**EXERCISE BRIEF**
Reproduce the passage on personal rep branding in social selling word for word.
── TEXT SEGMENT
10. Personal rep branding is embraced. Admittedly social selling has become all the rage, and having devoted a significant amount of time and energy to the topic through 2011 and early 2012, we’d like to think we helped accelerate this trend. While individual reps are starting to embody social selling, organizations are apprehensive to embrace the notion that reps can, and even should, have their own personal brand in their markets. Social media provides a hugely powerful platform for accessing customers as they learn. Companies like IBM have been lead-steerers for the rest of the sales community time and time again – and their work in the social selling space is no different. They’ve implemented an approach where messages are pre-built and scaled for use in social media by marketing teams, but individual reps broadcast these messages to the market in such a way that identity and personal brand still matter. This is just the start however. Organizations will invest in building rep competency for selling in through social media and other highly-networked channels. While not perfect, metrics such as Klout score (a measure of social media influence) will start to gain momentum in dashboards. In fact, organizations like Network Hardware Resale are using Klout scores and other metrics to allocate territory based on social media proximity. It’s a fascinating idea – one that is likely years off for many companies – but underscores the importance of sellers having access to customers as they learn, yet again.”
────
── DATA SHOWN
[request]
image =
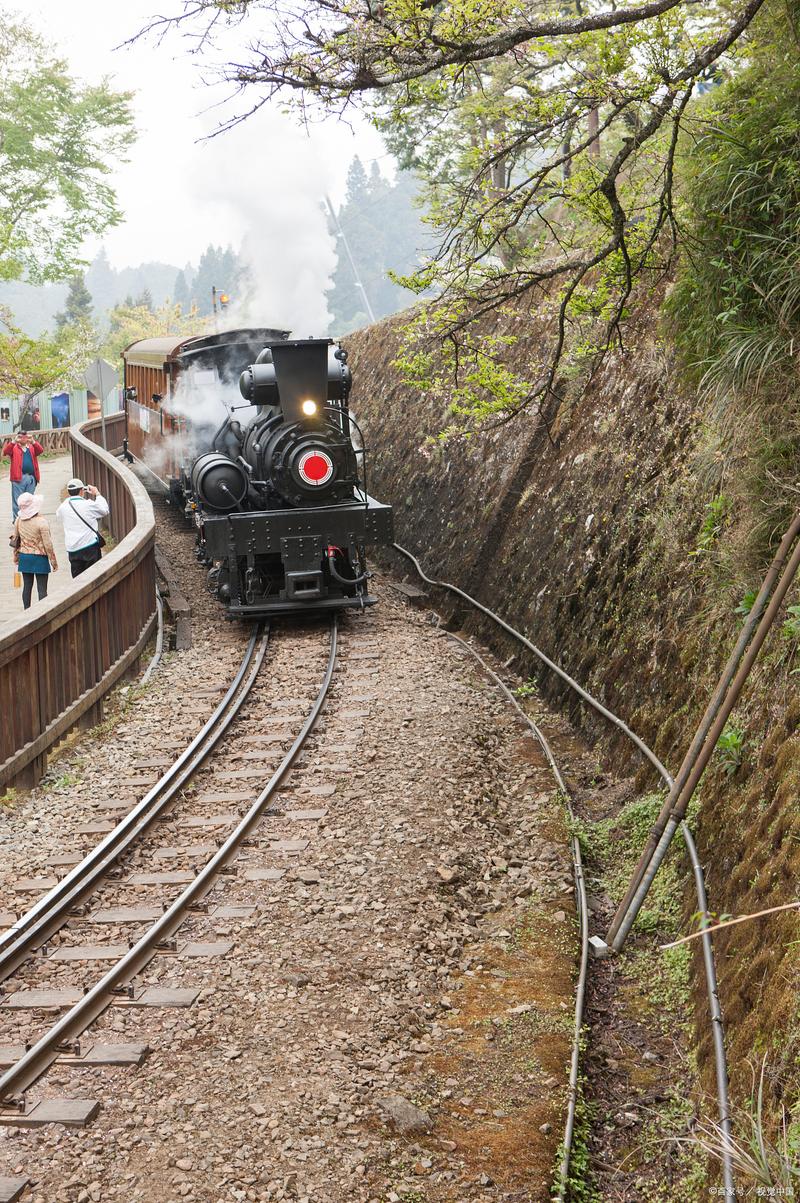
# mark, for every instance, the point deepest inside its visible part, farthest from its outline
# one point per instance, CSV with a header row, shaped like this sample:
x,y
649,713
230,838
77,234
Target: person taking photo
x,y
80,515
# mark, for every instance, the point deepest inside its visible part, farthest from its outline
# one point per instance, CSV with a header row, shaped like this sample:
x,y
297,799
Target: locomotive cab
x,y
282,505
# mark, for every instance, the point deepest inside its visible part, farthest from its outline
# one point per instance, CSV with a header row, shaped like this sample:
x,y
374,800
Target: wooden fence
x,y
57,665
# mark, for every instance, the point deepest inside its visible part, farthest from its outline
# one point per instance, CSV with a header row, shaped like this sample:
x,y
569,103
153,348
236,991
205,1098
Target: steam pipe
x,y
712,990
701,733
723,712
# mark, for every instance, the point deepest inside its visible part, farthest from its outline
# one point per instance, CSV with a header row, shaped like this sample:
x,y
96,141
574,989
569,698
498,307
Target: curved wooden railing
x,y
57,665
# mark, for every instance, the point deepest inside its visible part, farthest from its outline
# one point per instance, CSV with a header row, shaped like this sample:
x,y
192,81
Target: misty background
x,y
260,212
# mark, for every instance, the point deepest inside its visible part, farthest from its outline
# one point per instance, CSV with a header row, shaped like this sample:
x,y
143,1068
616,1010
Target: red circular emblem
x,y
315,468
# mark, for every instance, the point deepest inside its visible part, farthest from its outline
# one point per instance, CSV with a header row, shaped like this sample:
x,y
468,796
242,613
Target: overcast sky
x,y
260,183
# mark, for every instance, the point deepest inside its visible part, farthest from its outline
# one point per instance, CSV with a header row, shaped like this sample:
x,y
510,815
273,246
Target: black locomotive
x,y
280,503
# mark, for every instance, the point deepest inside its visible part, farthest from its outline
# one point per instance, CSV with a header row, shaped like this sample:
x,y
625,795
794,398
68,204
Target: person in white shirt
x,y
80,515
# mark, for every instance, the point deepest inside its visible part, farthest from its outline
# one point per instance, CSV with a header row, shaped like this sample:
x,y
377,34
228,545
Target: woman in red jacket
x,y
24,455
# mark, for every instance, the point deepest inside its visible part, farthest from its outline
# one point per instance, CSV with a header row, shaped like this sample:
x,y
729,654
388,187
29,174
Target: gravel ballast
x,y
393,1018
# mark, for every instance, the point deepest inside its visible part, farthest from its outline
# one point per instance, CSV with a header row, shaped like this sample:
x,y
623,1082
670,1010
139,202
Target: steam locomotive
x,y
279,501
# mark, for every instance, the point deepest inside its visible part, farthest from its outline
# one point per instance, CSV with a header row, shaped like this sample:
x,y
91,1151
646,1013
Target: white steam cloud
x,y
268,201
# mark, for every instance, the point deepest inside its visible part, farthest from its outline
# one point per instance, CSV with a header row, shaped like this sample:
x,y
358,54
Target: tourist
x,y
80,515
23,451
34,555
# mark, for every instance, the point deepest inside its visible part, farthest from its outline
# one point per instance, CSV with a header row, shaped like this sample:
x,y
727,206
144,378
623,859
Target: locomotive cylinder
x,y
220,483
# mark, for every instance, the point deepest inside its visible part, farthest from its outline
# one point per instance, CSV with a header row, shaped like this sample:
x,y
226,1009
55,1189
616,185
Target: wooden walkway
x,y
55,473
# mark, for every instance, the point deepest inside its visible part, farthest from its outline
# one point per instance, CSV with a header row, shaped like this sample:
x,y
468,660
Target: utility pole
x,y
355,270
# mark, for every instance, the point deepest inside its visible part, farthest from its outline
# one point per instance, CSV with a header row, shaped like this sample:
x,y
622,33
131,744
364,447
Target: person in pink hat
x,y
34,553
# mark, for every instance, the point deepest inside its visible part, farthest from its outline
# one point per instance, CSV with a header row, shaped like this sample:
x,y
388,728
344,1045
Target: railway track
x,y
246,717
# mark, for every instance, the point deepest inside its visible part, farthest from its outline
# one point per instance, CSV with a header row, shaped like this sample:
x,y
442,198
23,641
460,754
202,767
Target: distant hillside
x,y
35,308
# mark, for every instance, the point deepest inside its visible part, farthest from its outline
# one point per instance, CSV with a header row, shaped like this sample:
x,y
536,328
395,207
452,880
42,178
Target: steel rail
x,y
582,918
49,912
75,1021
721,1065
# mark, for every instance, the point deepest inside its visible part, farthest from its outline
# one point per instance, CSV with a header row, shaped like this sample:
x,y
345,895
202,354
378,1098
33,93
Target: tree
x,y
29,365
78,304
59,143
383,232
556,131
131,321
219,270
144,300
181,290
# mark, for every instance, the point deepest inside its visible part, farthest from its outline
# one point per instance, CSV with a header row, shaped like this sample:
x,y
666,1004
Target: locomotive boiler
x,y
280,501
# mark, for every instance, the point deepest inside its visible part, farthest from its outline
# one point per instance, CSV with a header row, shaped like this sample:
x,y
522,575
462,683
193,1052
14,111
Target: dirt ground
x,y
398,1029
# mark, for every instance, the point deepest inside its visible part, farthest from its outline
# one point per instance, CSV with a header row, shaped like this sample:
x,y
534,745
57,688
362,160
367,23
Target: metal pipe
x,y
706,751
159,640
704,727
545,659
710,969
717,1030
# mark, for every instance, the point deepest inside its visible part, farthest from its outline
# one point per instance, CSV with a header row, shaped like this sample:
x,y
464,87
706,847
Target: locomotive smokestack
x,y
301,373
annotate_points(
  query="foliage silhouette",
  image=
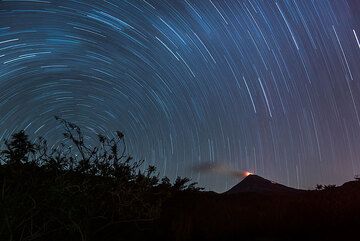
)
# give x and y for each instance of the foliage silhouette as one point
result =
(77, 192)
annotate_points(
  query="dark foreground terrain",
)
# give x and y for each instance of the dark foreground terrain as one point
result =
(99, 193)
(330, 214)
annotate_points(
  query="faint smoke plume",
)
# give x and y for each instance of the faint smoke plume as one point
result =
(219, 168)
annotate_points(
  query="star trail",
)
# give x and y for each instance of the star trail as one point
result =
(270, 87)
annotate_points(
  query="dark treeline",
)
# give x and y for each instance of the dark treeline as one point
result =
(78, 192)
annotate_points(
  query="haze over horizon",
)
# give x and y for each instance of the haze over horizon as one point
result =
(270, 87)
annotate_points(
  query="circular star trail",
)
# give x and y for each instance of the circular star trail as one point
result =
(271, 87)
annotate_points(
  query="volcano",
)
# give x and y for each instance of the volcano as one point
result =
(257, 184)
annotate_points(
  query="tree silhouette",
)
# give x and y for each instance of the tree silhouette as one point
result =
(18, 149)
(75, 190)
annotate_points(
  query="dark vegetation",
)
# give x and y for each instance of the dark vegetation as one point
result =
(78, 192)
(81, 192)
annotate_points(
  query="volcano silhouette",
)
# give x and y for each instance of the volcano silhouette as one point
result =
(257, 184)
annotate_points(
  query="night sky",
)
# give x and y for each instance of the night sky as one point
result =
(271, 87)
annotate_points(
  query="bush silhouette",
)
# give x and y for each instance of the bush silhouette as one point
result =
(75, 191)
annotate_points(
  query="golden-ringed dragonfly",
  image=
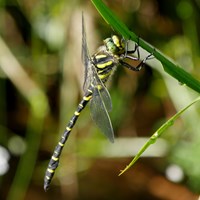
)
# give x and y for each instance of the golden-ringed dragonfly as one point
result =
(98, 69)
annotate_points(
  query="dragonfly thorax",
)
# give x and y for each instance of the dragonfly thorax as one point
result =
(114, 45)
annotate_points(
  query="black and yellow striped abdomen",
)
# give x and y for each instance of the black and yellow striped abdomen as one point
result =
(53, 163)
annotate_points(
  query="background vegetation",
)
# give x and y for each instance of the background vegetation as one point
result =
(41, 77)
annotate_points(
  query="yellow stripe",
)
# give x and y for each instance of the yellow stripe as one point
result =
(100, 56)
(80, 105)
(87, 98)
(50, 170)
(54, 158)
(68, 129)
(101, 66)
(90, 90)
(102, 76)
(61, 144)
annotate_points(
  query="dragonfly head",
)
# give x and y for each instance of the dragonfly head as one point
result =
(114, 45)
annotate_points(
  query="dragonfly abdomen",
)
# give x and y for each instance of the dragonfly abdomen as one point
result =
(53, 163)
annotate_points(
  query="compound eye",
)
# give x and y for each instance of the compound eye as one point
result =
(116, 40)
(109, 43)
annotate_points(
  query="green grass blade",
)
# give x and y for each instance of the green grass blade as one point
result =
(169, 67)
(157, 134)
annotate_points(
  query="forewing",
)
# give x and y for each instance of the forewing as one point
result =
(85, 58)
(99, 106)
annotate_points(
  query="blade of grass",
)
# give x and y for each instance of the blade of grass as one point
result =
(157, 134)
(172, 69)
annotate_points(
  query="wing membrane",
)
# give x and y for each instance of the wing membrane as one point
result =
(99, 106)
(100, 103)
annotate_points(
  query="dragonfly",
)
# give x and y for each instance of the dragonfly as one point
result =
(98, 69)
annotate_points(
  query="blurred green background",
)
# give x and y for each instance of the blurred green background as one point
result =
(41, 78)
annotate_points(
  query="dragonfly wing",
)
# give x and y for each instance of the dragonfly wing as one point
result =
(99, 106)
(85, 58)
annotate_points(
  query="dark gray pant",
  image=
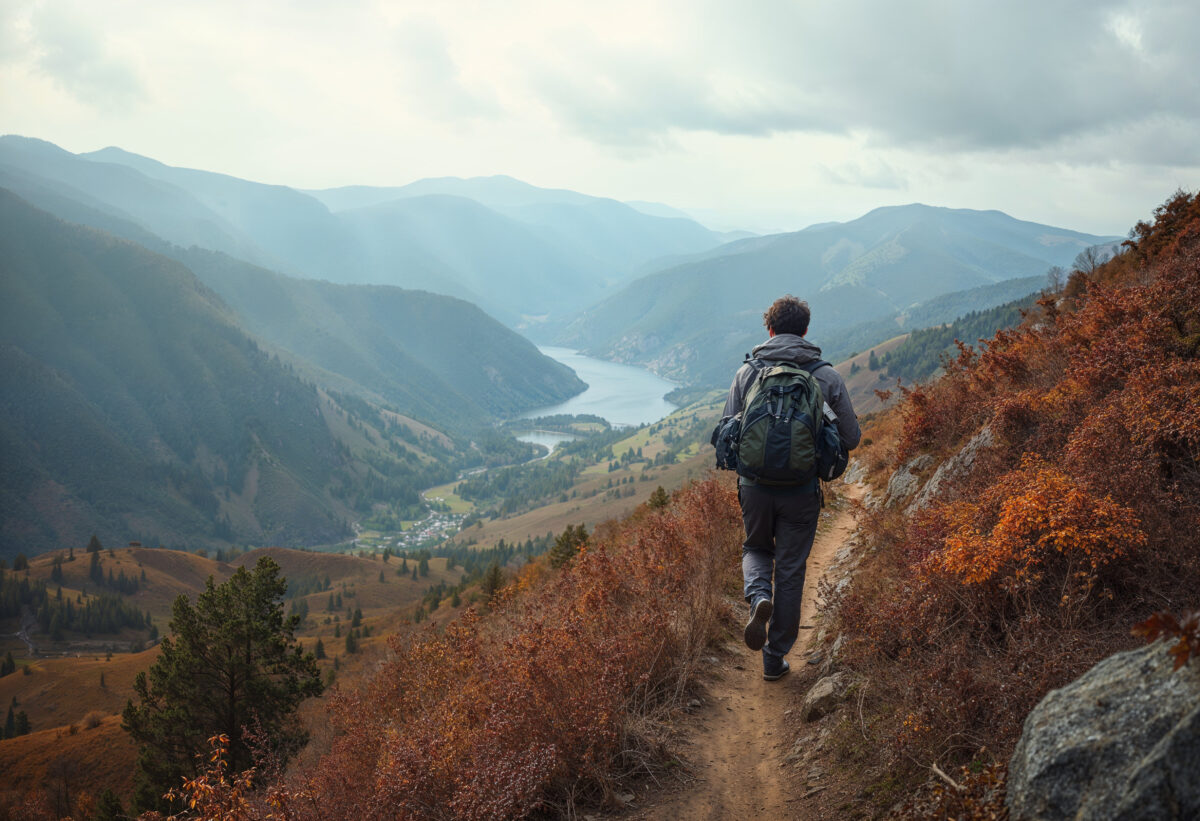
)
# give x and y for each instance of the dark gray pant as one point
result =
(780, 527)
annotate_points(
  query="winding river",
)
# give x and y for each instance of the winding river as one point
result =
(624, 395)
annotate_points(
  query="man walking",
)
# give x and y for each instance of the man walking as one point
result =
(781, 520)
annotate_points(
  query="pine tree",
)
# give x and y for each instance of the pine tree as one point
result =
(568, 544)
(231, 661)
(493, 580)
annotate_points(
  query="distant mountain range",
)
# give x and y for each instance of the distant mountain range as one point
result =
(215, 360)
(695, 319)
(138, 405)
(520, 252)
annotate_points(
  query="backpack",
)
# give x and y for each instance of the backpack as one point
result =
(786, 433)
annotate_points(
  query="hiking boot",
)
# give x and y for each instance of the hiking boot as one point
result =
(756, 628)
(773, 673)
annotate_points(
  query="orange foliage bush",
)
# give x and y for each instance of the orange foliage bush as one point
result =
(497, 719)
(1025, 523)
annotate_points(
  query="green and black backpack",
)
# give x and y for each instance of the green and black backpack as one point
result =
(785, 433)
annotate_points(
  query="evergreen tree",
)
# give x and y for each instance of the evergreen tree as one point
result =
(568, 544)
(232, 663)
(493, 580)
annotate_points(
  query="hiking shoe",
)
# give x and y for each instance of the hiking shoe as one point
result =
(774, 673)
(756, 628)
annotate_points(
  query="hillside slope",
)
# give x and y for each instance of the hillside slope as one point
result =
(136, 407)
(1042, 498)
(694, 321)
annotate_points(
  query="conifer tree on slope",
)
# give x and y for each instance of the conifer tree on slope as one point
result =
(231, 665)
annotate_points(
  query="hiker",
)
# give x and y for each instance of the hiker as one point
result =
(781, 519)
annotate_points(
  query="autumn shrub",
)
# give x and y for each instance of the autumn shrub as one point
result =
(1079, 519)
(497, 718)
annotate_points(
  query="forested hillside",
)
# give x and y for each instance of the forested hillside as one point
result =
(695, 319)
(436, 358)
(137, 408)
(923, 352)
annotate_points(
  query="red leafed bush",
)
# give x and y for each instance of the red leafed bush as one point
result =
(1185, 630)
(501, 718)
(1079, 520)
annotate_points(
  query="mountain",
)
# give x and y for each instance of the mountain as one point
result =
(137, 406)
(695, 319)
(519, 251)
(391, 342)
(430, 357)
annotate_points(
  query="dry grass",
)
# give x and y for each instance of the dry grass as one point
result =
(87, 762)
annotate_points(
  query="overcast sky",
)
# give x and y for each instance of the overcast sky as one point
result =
(765, 115)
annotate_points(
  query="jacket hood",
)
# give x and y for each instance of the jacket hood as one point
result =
(787, 348)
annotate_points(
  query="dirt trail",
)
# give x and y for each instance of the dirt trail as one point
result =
(741, 735)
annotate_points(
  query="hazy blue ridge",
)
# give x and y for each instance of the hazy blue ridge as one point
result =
(694, 321)
(132, 399)
(516, 250)
(435, 358)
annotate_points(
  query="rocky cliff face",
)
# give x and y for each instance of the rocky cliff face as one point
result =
(1120, 742)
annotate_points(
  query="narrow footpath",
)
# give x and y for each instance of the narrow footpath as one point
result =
(745, 726)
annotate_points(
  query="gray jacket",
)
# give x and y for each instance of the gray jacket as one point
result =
(791, 348)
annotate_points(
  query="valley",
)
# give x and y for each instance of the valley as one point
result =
(202, 371)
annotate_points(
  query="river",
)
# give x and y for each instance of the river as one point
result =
(624, 395)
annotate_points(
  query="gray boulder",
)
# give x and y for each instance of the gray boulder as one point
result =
(953, 468)
(1120, 742)
(823, 697)
(904, 481)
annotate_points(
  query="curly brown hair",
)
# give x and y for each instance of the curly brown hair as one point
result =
(787, 315)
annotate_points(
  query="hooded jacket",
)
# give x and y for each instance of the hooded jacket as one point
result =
(792, 348)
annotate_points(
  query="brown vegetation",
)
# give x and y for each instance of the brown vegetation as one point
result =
(1078, 522)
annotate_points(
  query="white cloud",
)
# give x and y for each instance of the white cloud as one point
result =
(769, 114)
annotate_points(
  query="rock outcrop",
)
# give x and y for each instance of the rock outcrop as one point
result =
(825, 696)
(957, 466)
(905, 481)
(1120, 742)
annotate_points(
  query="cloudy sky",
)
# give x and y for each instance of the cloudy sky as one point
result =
(765, 115)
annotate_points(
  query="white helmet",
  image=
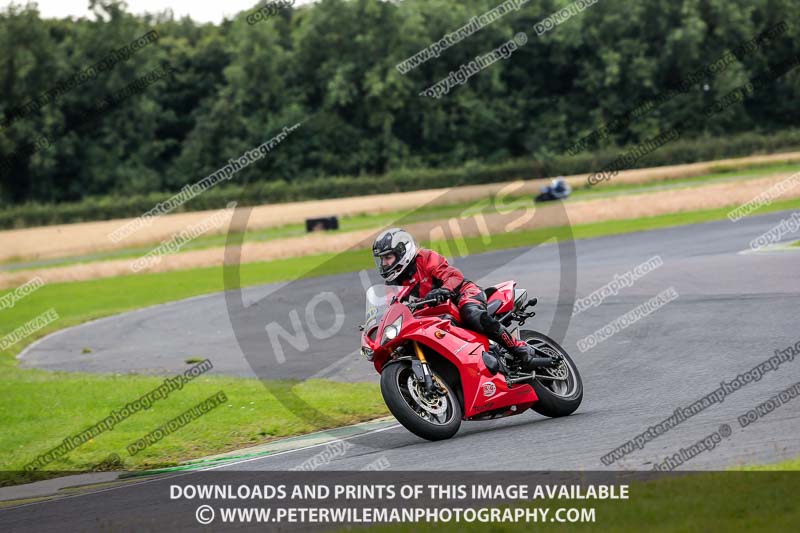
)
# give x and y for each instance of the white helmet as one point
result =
(398, 242)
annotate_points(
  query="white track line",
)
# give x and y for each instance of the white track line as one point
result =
(133, 484)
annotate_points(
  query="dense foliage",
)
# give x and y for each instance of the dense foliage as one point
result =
(332, 66)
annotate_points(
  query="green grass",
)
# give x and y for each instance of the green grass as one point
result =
(78, 302)
(49, 406)
(762, 498)
(430, 212)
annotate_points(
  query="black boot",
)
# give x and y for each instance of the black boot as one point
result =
(522, 351)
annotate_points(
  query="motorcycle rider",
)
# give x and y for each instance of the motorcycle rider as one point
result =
(399, 262)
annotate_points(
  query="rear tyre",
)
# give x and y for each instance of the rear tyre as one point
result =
(433, 419)
(562, 394)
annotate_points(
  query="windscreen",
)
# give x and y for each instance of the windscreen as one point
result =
(379, 297)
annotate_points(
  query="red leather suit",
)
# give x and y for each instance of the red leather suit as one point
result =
────
**WRITTEN ANSWER**
10. Personal rep branding is embraced. Admittedly social selling has become all the rage, and having devoted a significant amount of time and energy to the topic through 2011 and early 2012, we’d like to think we helped accelerate this trend. While individual reps are starting to embody social selling, organizations are apprehensive to embrace the notion that reps can, and even should, have their own personal brand in their markets. Social media provides a hugely powerful platform for accessing customers as they learn. Companies like IBM have been lead-steerers for the rest of the sales community time and time again – and their work in the social selling space is no different. They’ve implemented an approach where messages are pre-built and scaled for use in social media by marketing teams, but individual reps broadcast these messages to the market in such a way that identity and personal brand still matter. This is just the start however. Organizations will invest in building rep competency for selling in through social media and other highly-networked channels. While not perfect, metrics such as Klout score (a measure of social media influence) will start to gain momentum in dashboards. In fact, organizations like Network Hardware Resale are using Klout scores and other metrics to allocate territory based on social media proximity. It’s a fascinating idea – one that is likely years off for many companies – but underscores the importance of sellers having access to customers as they learn, yet again.”